> **SHORT PROBLEM**: Swap "each instance" for "every instance" throughout the records below and write them out again with nothing else altered. Leave the pictures out.

-------

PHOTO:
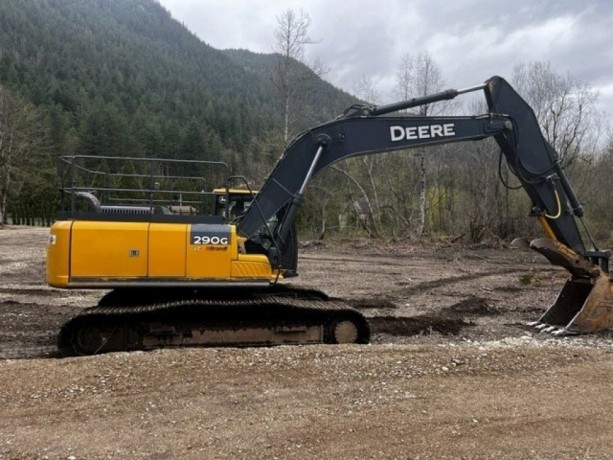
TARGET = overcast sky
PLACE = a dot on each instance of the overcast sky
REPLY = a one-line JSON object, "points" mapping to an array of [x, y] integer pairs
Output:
{"points": [[470, 40]]}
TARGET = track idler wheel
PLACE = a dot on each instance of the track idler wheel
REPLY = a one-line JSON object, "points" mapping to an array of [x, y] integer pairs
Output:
{"points": [[347, 330]]}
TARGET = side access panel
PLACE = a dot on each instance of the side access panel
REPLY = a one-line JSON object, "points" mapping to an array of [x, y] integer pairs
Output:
{"points": [[109, 249]]}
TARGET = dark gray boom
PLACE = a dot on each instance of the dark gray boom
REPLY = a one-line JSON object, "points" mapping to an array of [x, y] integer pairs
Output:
{"points": [[363, 130]]}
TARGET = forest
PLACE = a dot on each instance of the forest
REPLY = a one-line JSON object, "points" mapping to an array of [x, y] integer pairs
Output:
{"points": [[123, 78]]}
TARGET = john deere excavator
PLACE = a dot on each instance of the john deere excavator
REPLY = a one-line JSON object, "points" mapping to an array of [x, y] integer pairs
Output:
{"points": [[182, 275]]}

-------

> **WORKED ANSWER**:
PHOTO:
TARGET = overcast sky
PLACE = a dot on every instance of the overcast sky
REPLY = a one-line JSON object, "points" mapping to an array of [x, y] integer pairs
Output:
{"points": [[470, 40]]}
TARGET = track idler wheel
PLACE = a dot on every instance of the track idler wheel
REPLY = a one-line JSON object, "points" mapping to an array of [x, y] integer pairs
Output:
{"points": [[347, 330]]}
TARGET = side access panel
PLACE = a dot on every instance of the side access panel
REPLY = a one-line JSON object, "points" mapping to an array of [x, y] integer pairs
Output:
{"points": [[109, 249]]}
TARGET = dark gray boom
PLACE = a dot on every instance of the dark gray boom
REPLY = a one-line JSON object, "points" mapping to an array of [x, y] integer pairs
Output:
{"points": [[363, 130]]}
TARGET = forest
PLACE = a dot on every instance of the forest
REPLY = a one-line JSON object, "points" mapping to an array of [x, y] integer pairs
Output:
{"points": [[123, 78]]}
TARGET = john deere excavator
PLACE = a dot on every instance of the john deere excavator
REPLY = a one-line JSON object, "points" mapping to an array of [x, y] integer pairs
Output:
{"points": [[182, 275]]}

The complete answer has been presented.